• [Task objective] Return the lines below in which the string "tree" occurs.

• [Supplied material]
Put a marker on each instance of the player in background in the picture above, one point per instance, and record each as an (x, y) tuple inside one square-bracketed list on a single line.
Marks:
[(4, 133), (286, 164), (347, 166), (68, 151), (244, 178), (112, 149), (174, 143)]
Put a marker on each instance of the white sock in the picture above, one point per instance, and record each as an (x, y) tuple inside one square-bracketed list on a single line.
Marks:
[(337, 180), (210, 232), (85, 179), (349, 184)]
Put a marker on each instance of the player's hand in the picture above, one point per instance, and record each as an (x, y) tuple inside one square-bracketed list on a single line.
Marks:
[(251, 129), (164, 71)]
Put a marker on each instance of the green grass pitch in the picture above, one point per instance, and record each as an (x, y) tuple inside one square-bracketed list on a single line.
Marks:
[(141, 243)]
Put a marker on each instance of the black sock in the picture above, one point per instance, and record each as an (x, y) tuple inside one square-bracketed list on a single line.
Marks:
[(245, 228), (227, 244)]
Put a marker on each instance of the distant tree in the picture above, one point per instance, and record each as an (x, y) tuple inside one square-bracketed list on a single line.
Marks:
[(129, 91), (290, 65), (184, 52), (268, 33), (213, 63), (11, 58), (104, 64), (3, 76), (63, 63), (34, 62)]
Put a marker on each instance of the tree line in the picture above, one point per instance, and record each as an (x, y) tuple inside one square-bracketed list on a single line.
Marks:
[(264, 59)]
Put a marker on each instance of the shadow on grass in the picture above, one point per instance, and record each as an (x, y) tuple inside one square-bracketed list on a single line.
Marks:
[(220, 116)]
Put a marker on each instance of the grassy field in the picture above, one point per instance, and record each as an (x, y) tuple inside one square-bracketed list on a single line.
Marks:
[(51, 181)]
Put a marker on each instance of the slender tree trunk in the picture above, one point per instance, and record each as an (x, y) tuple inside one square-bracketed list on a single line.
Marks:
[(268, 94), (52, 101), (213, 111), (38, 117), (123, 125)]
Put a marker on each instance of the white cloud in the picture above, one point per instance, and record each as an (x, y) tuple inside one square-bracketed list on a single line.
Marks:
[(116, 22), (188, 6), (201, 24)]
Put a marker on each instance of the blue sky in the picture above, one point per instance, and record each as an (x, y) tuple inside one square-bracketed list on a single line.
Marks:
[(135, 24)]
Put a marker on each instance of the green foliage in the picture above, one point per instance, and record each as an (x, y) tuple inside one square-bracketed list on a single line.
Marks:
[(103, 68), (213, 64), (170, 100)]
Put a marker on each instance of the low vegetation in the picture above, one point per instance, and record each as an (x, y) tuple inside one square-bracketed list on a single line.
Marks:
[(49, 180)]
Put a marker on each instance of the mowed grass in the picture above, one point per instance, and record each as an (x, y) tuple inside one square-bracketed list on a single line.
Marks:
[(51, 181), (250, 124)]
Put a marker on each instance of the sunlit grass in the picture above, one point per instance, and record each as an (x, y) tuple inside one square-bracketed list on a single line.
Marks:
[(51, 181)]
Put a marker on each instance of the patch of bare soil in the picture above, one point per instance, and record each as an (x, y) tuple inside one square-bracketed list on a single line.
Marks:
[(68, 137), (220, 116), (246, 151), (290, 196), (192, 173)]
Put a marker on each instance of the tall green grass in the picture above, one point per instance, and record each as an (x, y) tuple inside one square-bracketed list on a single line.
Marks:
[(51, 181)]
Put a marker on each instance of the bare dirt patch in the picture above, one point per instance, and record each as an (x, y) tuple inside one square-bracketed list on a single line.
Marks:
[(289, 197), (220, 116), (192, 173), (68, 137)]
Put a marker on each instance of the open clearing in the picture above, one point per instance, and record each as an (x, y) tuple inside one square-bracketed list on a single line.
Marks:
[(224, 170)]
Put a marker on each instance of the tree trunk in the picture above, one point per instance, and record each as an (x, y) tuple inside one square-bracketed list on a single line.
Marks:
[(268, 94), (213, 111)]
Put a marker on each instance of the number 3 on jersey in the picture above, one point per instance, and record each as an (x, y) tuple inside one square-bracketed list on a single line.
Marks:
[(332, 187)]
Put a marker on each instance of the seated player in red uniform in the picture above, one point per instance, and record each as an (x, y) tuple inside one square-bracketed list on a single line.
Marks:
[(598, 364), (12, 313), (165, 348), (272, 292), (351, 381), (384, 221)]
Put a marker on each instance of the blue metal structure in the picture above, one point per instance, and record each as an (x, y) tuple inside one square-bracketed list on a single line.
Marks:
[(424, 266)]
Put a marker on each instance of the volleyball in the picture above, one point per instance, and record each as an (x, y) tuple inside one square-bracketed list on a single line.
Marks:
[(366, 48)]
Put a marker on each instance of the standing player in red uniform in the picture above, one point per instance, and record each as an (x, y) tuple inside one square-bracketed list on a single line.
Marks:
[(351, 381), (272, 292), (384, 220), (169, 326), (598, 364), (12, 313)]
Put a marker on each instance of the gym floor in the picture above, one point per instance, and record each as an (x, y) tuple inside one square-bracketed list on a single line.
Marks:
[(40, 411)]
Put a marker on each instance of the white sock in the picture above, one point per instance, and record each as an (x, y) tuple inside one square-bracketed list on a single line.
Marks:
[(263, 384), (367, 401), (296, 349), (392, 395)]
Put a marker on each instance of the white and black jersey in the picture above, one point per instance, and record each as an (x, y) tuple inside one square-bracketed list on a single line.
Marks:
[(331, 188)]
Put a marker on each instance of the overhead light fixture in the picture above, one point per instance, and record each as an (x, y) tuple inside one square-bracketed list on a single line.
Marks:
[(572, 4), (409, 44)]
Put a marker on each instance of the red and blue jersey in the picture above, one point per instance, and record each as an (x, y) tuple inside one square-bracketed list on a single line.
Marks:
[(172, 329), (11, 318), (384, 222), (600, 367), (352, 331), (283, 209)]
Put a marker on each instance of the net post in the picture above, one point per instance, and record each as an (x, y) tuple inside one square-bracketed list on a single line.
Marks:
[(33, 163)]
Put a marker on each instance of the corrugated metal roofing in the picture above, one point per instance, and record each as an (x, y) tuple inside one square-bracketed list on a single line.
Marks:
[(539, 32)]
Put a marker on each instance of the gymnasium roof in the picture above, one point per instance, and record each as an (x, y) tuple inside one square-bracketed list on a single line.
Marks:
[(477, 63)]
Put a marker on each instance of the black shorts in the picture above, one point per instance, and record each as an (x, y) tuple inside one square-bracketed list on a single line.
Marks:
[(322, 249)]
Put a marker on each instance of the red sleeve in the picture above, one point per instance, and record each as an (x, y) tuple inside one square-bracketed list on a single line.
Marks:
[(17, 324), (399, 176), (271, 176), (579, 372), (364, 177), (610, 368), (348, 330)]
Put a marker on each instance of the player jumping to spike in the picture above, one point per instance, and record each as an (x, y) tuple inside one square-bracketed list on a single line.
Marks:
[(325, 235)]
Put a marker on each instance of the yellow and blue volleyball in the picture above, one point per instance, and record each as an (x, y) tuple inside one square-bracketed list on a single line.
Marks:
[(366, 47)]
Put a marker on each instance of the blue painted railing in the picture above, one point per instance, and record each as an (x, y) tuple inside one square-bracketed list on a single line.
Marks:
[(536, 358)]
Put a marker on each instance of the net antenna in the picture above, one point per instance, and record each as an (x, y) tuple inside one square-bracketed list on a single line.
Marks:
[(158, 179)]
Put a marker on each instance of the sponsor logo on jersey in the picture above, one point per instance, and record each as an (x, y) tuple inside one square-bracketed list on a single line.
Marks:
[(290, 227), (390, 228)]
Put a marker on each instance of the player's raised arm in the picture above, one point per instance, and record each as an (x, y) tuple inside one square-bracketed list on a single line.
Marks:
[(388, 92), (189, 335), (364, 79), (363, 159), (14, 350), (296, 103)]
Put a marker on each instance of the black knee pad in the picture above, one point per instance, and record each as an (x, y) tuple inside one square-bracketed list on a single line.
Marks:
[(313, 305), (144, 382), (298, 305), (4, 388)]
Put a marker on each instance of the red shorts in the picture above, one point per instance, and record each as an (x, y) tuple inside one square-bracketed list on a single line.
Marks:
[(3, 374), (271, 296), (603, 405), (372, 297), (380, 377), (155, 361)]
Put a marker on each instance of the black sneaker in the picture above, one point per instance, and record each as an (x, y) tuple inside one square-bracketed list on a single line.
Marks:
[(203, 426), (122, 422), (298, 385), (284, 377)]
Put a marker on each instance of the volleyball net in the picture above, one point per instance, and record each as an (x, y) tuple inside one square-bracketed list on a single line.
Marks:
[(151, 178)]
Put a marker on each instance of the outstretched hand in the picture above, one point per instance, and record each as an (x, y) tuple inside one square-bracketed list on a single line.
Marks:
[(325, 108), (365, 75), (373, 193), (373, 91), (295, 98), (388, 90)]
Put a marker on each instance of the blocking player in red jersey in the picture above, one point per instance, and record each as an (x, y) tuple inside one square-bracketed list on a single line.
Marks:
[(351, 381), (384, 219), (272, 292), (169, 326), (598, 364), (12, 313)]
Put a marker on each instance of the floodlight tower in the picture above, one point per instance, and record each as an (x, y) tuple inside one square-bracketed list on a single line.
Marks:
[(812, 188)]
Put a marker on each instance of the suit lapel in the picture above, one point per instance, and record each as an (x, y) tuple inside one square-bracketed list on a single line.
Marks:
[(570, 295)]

• [Exercise output]
Put a marker on each instance of the distant tree in the picture above, one point per instance, and record each as an (x, y) tuple inside one square-bracketed list on a single line.
Put a marker on each instance of the tree line in the picture above, one point per instance, and record each as an (x, y) tuple inside one square-bracketed list on a single line.
Put a marker on each instance of the slender tree trunk in the picture above, one point per instance, and record each as an (x, y) tuple inside one square-bracketed list on a single line.
Put a marker on each instance of the tree trunk in the picture above, one point per instance, and record each as an (x, y) tuple inside one square-bracketed list on a single line.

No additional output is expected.